Page text:
○ ○ ○ ○

On December 16th, 2014, HealthMap first received news reports of a mysterious outbreak of HIV in a small village in Cambodia’s Battambang province. The realization of an outbreak began with routine health checks of villagers. After 100 Roka commune villagers tested positive for HIV within the course of a week, a reasonable amount of panic ensued . The source was unknown. However the pattern, or lack thereof, of infected individuals indicated it was not a normal route of exposure. Those infected have ranged in age from a four-month old infant to an octogenarian . As an example of the irregularity in pattern of affected individuals, among those testing positive was a four year old boy whose twin brother was found to be uninfected .
The pattern of HIV infection in Roka commune appeared irregular because it did not follow the usual risk factors for the disease. Globally, there are certain groups that may be at increased risk of HIV infection: injection drug users, who share needles or syringes; men who have sex with men; those of younger age at first sexual activity; and those with low condom usage . The absence of the immediate applicability of these risk factors in the outbreak in Roka commune highlighted the need for urgent investigation into its cause.
ProMED recently released a request for information on the source of the outbreak, based on the details of a January 5th article by the Cambodia Daily newspaper . The article elaborates on the findings of the ongoing investigation . The case count continues to rise, and currently stands at 226, among Roka commune villagers. An unlicensed doctor, who made frequent house calls in the area of the outbreak, and treated patients with injections has been jailed for his confession to reusing needles. Samples taken from HIV-infected individuals have been sent for laboratory subtyping, in order to determine the mode or course of transmission. The Cambodia Daily article goes on to highlight: “Medical experts say the reuse of syringes is unlikely to be the sole cause of the HIV outbreak, but that it is plausible a lone medical practitioner single-handedly spread the virus to hundreds of people if infection prevention protocols were not followed” .
However, it should be emphasized that it is not easy to transmit HIV via a needlestick. The CDC reports that 99.7% of needlestick occurrences involving HIV infected blood do not result in transmission . The risk of transmission by injection does not just exist with reuse of needles and syringes. In September 2014, news broke of outbreaks of hepatitis C at three Toronto colonoscopy clinics linked to multi-use vials . These vials, which contain a standardized amount of an injectable medication, are generally used for the treatment or dosing of multiple patients. Should a contaminated needle or syringe be used to draw up a dose of the medication, the contaminated material may enter the vial of medication and put the future recipients of that medication at risk of infection. This risk applies to more diseases than just hepatitis C, and could have played a role in the Roka commune HIV outbreak.

○ ○ ○ ○

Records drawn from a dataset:
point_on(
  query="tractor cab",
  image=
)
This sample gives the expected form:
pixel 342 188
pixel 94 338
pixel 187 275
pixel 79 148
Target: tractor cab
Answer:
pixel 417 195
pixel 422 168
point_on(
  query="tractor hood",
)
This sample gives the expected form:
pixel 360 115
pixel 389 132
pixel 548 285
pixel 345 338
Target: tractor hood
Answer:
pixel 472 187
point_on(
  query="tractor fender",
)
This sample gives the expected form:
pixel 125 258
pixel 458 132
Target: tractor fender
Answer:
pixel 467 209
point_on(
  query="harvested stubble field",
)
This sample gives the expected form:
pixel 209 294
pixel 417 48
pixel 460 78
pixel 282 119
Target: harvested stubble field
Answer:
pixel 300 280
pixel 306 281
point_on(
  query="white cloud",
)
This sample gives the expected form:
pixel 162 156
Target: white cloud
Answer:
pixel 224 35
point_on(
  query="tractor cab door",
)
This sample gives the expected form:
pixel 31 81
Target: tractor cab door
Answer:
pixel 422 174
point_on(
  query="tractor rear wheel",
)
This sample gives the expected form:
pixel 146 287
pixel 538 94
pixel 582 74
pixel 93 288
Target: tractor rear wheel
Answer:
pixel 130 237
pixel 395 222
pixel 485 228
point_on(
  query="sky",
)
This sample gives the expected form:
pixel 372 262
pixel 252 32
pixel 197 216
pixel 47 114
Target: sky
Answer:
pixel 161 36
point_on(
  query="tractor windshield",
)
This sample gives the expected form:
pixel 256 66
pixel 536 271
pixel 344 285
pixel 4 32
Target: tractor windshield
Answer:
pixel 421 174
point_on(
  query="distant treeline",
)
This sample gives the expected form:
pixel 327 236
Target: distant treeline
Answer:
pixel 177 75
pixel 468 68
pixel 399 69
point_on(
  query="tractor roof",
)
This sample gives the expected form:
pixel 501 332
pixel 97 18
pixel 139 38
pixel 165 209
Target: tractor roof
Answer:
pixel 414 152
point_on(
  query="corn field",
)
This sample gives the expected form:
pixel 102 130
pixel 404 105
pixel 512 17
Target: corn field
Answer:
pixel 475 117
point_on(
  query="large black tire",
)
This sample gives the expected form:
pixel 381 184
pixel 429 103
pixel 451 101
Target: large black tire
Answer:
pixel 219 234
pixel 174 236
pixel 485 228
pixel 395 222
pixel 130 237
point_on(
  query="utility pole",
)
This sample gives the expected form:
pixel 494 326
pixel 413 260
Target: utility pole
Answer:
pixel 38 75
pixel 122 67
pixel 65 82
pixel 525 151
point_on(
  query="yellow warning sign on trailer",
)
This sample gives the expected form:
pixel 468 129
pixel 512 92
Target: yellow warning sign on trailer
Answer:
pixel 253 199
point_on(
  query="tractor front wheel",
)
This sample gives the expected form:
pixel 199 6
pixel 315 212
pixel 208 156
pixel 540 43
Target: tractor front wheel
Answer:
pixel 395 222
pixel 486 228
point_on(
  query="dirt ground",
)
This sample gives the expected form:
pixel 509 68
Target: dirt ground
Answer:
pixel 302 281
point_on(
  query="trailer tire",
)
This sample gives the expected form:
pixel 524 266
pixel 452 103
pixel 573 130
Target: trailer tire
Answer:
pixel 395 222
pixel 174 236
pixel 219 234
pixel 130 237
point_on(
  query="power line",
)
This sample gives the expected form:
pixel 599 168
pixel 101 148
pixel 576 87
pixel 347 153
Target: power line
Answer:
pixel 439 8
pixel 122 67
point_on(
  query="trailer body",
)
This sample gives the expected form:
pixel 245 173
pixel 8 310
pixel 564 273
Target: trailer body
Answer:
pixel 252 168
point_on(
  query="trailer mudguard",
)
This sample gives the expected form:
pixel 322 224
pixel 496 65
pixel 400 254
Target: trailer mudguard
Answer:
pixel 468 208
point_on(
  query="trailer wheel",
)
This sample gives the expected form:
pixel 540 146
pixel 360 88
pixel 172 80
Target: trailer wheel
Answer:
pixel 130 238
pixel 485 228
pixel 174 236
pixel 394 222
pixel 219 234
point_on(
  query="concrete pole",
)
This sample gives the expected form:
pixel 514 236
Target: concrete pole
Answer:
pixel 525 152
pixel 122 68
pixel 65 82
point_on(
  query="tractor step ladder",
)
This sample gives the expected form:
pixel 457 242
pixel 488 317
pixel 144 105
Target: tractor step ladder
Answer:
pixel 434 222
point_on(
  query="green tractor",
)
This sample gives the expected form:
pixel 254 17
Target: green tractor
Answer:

○ ○ ○ ○

What you should do:
Do these statements agree with the text about the Roka commune HIV outbreak? Answer yes or no for each and quote the words of the text that decide it.
1. The unlicensed doctor who gave injections in the outbreak area admitted to reusing needles.
2. The case count among Roka commune villagers currently stands at 100.
3. The CDC reports that most needlestick occurrences involving HIV-infected blood lead to transmission.
The entries have nothing to do with any of this.

Result below:
1. Yes: "has been jailed for his confession to reusing needles."
2. No: "The case count continues to rise, and currently stands at 226, among Roka commune villagers."
3. No: "The CDC reports that 99.7% of needlestick occurrences involving HIV infected blood do not result in transmission."